Given text:
****

Sub-theme 21: Decolonizing Perspectives and Decolonial Pluriversality in Management Praxis & Research

Convenors:
Michelle Mielly
Grenoble Ecole de Management, France
Hélio Arthur Reis Irigaray
Fundação Getulio Vargas, Brazil
Gazi Islam
Grenoble Ecole de Management, France

Call for Papers


The call for greater visibility of decolonial perspectives in management theory and research has the potential to contribute to a political and intellectual renewal of scholarly engagement in critical questions of history and historical subjectivity. It invites us to critically examine the embeddedness of imperialism and colonialism in the linguistic, heuristic, ontological, and epistemological foundations of management research, curriculum, and teaching. It enables a critical engagement with Eurocentric ways of being and thinking to embrace what Mignolo and Walsh (2018) refer to as “decolonial pluriversality”- the capacity of local praxes and epistemologies to illuminate, relate, or correlate to those existing in other places.

****

Data extract:
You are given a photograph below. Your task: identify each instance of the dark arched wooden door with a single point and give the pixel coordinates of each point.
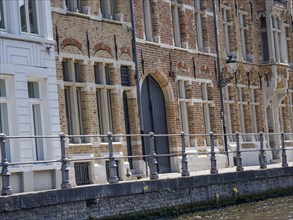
(154, 120)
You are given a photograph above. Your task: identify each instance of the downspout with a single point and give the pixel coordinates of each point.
(134, 52)
(220, 79)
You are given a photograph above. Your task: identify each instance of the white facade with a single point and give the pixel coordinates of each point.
(28, 97)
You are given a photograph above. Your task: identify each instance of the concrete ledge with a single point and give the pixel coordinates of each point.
(203, 188)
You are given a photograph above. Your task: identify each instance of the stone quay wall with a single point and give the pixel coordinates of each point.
(98, 201)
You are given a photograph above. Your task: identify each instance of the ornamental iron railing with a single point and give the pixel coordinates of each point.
(82, 165)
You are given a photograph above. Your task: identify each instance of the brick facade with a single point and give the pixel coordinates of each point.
(88, 39)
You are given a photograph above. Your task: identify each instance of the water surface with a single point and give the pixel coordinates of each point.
(278, 208)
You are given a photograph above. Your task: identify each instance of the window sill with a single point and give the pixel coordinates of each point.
(79, 14)
(27, 38)
(79, 144)
(118, 22)
(152, 43)
(181, 49)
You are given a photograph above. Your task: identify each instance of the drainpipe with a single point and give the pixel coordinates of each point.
(220, 79)
(134, 51)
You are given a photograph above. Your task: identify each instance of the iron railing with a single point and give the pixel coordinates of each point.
(151, 157)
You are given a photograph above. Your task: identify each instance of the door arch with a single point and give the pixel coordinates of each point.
(154, 120)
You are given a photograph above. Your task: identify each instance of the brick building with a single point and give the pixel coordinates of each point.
(28, 94)
(95, 72)
(176, 43)
(177, 78)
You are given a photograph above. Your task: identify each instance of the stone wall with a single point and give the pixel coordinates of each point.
(110, 200)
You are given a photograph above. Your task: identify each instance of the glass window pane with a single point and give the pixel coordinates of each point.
(37, 120)
(2, 88)
(98, 77)
(2, 24)
(22, 15)
(77, 72)
(33, 16)
(65, 71)
(124, 76)
(4, 127)
(33, 90)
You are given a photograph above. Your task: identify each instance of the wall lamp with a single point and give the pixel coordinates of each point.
(230, 68)
(172, 73)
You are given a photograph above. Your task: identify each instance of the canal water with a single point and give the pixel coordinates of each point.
(278, 208)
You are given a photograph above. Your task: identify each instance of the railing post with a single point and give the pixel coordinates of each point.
(184, 161)
(153, 160)
(113, 178)
(64, 164)
(238, 156)
(214, 169)
(6, 187)
(284, 154)
(262, 155)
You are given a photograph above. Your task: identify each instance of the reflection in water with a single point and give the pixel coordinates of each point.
(279, 208)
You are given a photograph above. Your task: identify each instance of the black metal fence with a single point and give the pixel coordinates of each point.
(112, 174)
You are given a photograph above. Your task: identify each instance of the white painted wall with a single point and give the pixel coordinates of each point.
(26, 56)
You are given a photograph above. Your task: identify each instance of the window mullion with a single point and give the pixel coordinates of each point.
(27, 20)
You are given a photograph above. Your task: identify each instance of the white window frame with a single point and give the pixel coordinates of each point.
(175, 8)
(38, 101)
(2, 15)
(6, 100)
(103, 98)
(243, 31)
(72, 95)
(226, 25)
(27, 19)
(148, 20)
(199, 29)
(184, 110)
(290, 106)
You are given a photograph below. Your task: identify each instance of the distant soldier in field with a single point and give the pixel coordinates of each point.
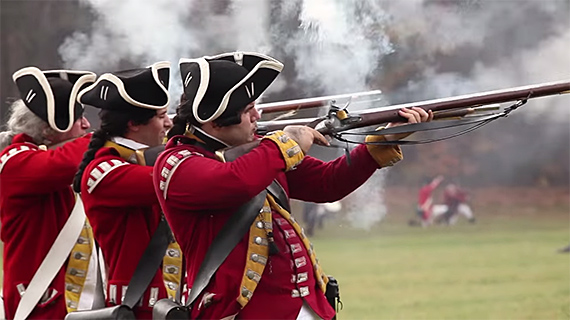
(425, 200)
(455, 201)
(314, 214)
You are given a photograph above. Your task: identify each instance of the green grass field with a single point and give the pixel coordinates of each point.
(504, 267)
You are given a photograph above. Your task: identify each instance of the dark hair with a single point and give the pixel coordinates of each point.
(184, 116)
(114, 123)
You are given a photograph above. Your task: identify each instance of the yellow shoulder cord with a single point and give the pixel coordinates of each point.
(320, 276)
(77, 267)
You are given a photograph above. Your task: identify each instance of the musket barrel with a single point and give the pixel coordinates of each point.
(298, 104)
(390, 114)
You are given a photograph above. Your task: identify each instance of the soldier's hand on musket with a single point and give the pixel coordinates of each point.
(305, 136)
(414, 115)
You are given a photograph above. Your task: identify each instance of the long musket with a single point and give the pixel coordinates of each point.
(339, 120)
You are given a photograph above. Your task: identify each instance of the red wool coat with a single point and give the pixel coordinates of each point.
(124, 212)
(202, 194)
(35, 202)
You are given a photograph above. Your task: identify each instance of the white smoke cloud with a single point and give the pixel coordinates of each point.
(135, 32)
(339, 44)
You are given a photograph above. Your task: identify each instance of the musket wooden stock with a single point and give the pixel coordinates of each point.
(456, 106)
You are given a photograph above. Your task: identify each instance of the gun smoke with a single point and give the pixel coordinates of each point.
(419, 49)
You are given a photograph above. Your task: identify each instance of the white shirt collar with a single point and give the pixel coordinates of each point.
(131, 144)
(209, 136)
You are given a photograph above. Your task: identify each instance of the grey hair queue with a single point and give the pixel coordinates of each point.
(23, 120)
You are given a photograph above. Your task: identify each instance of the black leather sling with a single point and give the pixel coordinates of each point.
(225, 241)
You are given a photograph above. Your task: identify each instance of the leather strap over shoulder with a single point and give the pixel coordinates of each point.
(14, 151)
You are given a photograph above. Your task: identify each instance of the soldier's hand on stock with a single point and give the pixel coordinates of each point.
(305, 137)
(414, 115)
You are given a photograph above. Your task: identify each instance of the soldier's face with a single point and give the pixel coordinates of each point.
(152, 134)
(243, 132)
(78, 129)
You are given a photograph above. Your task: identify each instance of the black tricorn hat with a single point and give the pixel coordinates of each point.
(124, 90)
(219, 87)
(52, 94)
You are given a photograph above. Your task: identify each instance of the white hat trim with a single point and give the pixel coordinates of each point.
(277, 66)
(37, 73)
(121, 88)
(155, 67)
(204, 82)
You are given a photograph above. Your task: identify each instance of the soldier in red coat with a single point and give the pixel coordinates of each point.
(115, 182)
(273, 272)
(40, 154)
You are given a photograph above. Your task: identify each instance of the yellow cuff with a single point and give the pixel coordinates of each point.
(385, 155)
(292, 153)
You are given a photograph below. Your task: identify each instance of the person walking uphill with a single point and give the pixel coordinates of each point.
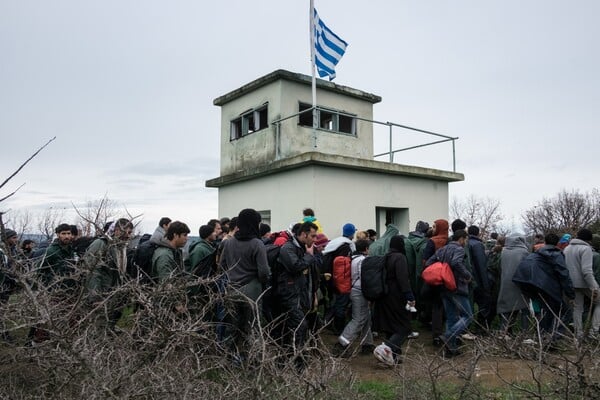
(578, 257)
(456, 305)
(390, 314)
(244, 260)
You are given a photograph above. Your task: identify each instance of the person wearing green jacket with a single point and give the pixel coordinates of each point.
(58, 262)
(106, 260)
(202, 248)
(167, 260)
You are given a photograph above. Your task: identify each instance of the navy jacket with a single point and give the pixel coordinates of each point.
(545, 271)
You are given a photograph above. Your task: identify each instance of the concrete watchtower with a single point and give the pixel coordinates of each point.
(272, 159)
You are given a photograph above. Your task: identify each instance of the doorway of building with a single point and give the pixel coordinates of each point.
(396, 216)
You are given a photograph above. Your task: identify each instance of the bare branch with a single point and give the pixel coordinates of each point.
(25, 163)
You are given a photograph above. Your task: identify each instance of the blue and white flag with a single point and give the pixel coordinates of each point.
(329, 48)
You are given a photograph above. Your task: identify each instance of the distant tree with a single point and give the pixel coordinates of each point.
(49, 219)
(95, 214)
(481, 211)
(566, 213)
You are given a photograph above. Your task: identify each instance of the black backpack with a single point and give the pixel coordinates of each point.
(327, 264)
(272, 256)
(373, 275)
(143, 258)
(206, 267)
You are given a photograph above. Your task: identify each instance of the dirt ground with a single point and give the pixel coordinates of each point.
(489, 362)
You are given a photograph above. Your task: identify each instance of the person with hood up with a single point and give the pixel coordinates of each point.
(456, 304)
(391, 317)
(309, 216)
(511, 301)
(244, 260)
(579, 260)
(430, 296)
(340, 246)
(543, 276)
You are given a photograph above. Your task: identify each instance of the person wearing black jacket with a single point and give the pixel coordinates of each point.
(297, 283)
(482, 292)
(543, 276)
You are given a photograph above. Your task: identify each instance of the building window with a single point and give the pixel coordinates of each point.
(249, 122)
(330, 120)
(265, 216)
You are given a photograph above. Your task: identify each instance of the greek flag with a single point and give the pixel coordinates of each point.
(329, 48)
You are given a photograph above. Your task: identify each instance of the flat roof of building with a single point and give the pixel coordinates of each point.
(295, 77)
(335, 161)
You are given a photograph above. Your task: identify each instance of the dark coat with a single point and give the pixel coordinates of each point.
(454, 254)
(390, 314)
(297, 279)
(478, 263)
(545, 271)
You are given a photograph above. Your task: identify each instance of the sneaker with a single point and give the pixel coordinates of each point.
(413, 335)
(384, 354)
(367, 349)
(468, 336)
(338, 350)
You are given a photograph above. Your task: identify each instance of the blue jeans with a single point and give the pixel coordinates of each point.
(458, 317)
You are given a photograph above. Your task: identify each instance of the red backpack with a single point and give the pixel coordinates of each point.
(342, 274)
(439, 273)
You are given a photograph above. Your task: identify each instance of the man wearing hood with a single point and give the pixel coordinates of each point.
(297, 283)
(431, 302)
(456, 304)
(106, 258)
(578, 257)
(340, 246)
(244, 260)
(511, 301)
(158, 236)
(543, 276)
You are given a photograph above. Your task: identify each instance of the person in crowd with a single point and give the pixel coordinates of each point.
(106, 260)
(415, 245)
(457, 306)
(244, 260)
(264, 231)
(381, 246)
(431, 300)
(511, 303)
(372, 235)
(359, 326)
(167, 260)
(158, 236)
(564, 241)
(340, 246)
(201, 248)
(57, 274)
(308, 215)
(27, 247)
(482, 293)
(390, 314)
(297, 283)
(543, 277)
(579, 260)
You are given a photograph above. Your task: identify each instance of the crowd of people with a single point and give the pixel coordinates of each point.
(286, 279)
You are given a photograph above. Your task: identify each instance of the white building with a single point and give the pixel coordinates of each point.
(272, 160)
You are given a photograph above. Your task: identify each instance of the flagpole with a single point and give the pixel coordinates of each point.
(313, 67)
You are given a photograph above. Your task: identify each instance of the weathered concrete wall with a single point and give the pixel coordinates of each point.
(283, 97)
(337, 197)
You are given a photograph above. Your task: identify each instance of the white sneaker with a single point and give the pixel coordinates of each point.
(468, 336)
(413, 335)
(384, 354)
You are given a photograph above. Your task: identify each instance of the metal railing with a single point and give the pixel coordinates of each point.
(391, 125)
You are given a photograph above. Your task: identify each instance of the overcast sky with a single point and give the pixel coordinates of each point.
(127, 89)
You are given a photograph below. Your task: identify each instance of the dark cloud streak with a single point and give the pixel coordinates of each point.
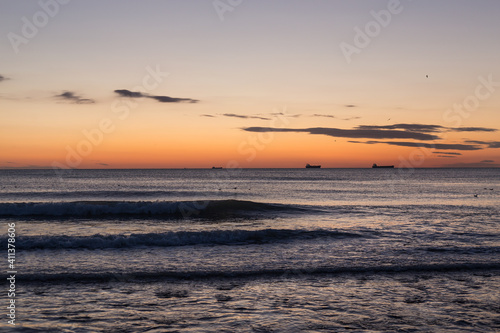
(71, 97)
(350, 133)
(161, 99)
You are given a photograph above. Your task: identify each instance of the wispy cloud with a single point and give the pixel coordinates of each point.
(441, 146)
(161, 99)
(481, 164)
(473, 129)
(445, 153)
(233, 115)
(489, 144)
(350, 133)
(332, 116)
(426, 128)
(71, 97)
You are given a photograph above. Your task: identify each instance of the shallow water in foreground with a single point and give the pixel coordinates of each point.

****

Directives:
1. Using the call for papers, decide whether each statement agrees with it, answering yes or no and quoting the words that decide it. (a) It credits Mignolo and Walsh (2018) with the term "decolonial pluriversality." (b) It states that decolonial perspectives are already highly visible in management research. (c) It includes management teaching among the areas whose foundations should be examined for imperialism and colonialism.
2. Count the lines of the listing that contain the string "weathered", with case counting, and give only the number.

Answers by task:
1.
(a) Yes: "what Mignolo and Walsh (2018) refer to as “decolonial pluriversality”"
(b) No: "The call for greater visibility of decolonial perspectives in management theory and research"
(c) Yes: "the embeddedness of imperialism and colonialism in the linguistic, heuristic, ontological, and epistemological foundations of management research, curriculum, and teaching"

2. 1